___ Selected extract

But what about prevention, if possible, and other forms of treatment? Recent research has shown that certain bacterial imbalances in our microbiome can be one of the underlying causes of such a severe and abnormal reaction to gluten. Treating these underlying issues, in the spirit of functional medicine, means that you reduce your chances of developing this and many other autoimmune disorders and you might even help your body cope.

Symptoms To Be Mindful Of

Some of the issues you might feel could be linked with gluten sensitivity instead of having full-blown Celiac disease, but either way, recognizing these recurring issues can help you curb them in time.


  • Bloating and abdominal cramps and pain.
  • Changes in your bowl function.
  • Fatigue and a lack of energy.
  • Headaches, but also joint and bone pain.
  • Skin issues like eczema and rashes, often very irritating and itchy.
  • Tooth discoloration and enamel issues.


Maybe you don’t have severe symptoms to begin with, but consuming foods with gluten (like barley, rye and wheat) is typically the first thing that goes out the window to reduce discomfort and boost your quality of life. Let’s see what else is on the menu to help prevent, treat and manage Celiac disease!

______
___ Data excerpts

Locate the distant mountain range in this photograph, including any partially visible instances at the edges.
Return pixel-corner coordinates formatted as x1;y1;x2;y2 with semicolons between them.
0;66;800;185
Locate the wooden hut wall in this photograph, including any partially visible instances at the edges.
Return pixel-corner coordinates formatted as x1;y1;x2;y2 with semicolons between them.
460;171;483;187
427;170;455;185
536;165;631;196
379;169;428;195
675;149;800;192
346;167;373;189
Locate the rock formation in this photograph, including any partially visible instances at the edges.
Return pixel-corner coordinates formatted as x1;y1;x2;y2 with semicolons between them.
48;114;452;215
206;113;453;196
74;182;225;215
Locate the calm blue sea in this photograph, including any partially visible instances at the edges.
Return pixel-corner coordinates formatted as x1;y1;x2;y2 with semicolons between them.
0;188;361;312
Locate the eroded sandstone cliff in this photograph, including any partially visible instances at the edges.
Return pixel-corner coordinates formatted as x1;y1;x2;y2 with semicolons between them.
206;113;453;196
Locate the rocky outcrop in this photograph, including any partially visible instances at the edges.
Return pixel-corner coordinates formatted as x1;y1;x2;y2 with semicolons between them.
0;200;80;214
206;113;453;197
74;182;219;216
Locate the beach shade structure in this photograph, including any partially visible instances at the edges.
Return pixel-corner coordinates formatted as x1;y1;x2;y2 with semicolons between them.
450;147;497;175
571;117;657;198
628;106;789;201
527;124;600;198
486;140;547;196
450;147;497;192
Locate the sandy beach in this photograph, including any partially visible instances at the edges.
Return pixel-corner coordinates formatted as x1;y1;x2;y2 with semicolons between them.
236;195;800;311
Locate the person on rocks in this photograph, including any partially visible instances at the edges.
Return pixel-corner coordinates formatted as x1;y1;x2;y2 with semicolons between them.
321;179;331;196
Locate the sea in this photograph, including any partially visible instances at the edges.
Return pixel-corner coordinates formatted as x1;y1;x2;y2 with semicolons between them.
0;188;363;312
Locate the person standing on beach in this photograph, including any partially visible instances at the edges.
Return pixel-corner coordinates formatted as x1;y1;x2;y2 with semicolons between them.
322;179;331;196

______

* **Goal of the exercise**
Answer these questions using the celiac disease text:
(a) What does recent research say certain bacterial imbalances in the microbiome can be?
(b) Which two skin issues appear in the list of symptoms?
(c) Which foods are given as examples of foods with gluten?

* **Response to the exercise**
(a) One of the underlying causes of a severe and abnormal reaction to gluten.
(b) Eczema and rashes.
(c) Barley, rye and wheat.